= 1985 IAAF World Women's Road Race Championships =

The 1985 IAAF World Women's Road Race Championships was the third edition of the annual international road running competition organised by the International Amateur Athletics Federation (IAAF). The competition was hosted by the United Kingdom on 3 November 1985, in Gateshead and featured one race only: a 15K run for women. This was the first time that the distance was contested at the championships, having previously been a 10K run, and this was a permanent change. There were individual and team awards available, with the national team rankings being decided by the combined finishing positions of a team's top three runners. Countries with fewer than three finishers were not ranked.

The race was won by Portugal's Aurora Cunha in a time of 49:17 minutes, completing a successful defence of her title from 1984. Judi St. Hilaire of the United States finished eight seconds later in second place, while Great Britain's Carole Bradford came third for a second year running. As she had the year before, Bradford led the British women to the team title (alongside fifth place Paula Fudge and Wendy Sly in eleventh). The Soviet Union's team, featuring Lyudmila Matveyeva in fourth and two other top ten finishers in Mariya Vasilyuk and Yelena Sipatova, was just one point behind in the team race. St Hilaire helped the American women to the bronze medal team position (backed up by Nancy Ditz and Carol McLatchie).

### Direction A
Condense the paragraph of the 1985 championships article that begins "The race was won by" into a bulleted list that keeps its main facts.

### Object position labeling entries
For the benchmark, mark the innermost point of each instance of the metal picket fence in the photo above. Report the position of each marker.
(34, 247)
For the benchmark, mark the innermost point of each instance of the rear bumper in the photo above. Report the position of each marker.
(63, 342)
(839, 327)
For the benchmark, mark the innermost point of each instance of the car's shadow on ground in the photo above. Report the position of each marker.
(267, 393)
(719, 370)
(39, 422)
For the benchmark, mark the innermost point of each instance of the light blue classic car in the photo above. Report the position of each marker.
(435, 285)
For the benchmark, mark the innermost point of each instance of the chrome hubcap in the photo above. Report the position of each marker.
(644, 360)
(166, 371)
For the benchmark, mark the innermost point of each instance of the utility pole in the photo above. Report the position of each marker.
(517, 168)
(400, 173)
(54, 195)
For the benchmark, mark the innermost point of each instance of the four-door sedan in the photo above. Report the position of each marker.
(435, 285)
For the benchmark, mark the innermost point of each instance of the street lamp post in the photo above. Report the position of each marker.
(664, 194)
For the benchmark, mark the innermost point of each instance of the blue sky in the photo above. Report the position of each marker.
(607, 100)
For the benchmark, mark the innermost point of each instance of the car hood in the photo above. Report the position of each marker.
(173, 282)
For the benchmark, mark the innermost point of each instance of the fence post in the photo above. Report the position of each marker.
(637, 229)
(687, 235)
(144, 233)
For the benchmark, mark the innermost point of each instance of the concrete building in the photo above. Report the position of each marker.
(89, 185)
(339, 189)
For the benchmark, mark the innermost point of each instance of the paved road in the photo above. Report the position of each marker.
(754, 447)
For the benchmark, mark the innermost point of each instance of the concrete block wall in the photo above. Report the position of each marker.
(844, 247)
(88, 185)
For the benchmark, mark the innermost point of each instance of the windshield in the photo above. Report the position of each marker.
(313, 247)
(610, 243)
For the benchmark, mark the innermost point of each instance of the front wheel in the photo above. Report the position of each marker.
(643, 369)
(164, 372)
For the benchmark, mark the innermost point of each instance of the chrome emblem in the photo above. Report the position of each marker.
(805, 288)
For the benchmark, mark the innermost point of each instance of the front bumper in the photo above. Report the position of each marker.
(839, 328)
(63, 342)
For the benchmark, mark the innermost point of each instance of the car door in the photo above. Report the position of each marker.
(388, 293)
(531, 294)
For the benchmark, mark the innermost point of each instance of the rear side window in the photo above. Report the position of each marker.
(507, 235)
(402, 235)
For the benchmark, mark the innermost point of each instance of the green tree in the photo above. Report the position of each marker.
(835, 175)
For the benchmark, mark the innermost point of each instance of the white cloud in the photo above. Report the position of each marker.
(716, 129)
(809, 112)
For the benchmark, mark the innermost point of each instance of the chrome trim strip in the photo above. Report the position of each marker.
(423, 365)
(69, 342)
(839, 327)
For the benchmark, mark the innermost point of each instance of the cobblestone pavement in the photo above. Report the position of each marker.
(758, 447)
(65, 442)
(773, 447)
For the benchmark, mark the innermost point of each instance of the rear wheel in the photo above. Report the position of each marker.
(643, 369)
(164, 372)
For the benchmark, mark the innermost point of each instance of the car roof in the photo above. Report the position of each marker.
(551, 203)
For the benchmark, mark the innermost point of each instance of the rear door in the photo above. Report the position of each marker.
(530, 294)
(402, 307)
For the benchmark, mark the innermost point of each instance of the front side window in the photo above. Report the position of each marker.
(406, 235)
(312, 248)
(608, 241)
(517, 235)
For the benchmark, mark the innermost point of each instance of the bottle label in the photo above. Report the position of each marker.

### Direction B
Return every line of the records that contains the string "side".

### Worked solution A
- Winner: Aurora Cunha of Portugal, in 49:17 minutes, successfully defending her 1984 title.
- Second: Judi St. Hilaire of the United States, eight seconds later.
- Third: Carole Bradford of Great Britain, third for a second year running.
- Team gold: Great Britain, led by Bradford, with Paula Fudge (fifth) and Wendy Sly (eleventh), as in the year before.
- Team silver: the Soviet Union, one point behind, with Lyudmila Matveyeva (fourth) plus top-ten finishers Mariya Vasilyuk and Yelena Sipatova.
- Team bronze: the United States, with St. Hilaire, Nancy Ditz and Carol McLatchie.

### Worked solution B
For the benchmark, mark the innermost point of each instance of the rear side window in the photo above. Report the position of each marker.
For the benchmark, mark the innermost point of each instance of the front side window in the photo above. Report the position of each marker.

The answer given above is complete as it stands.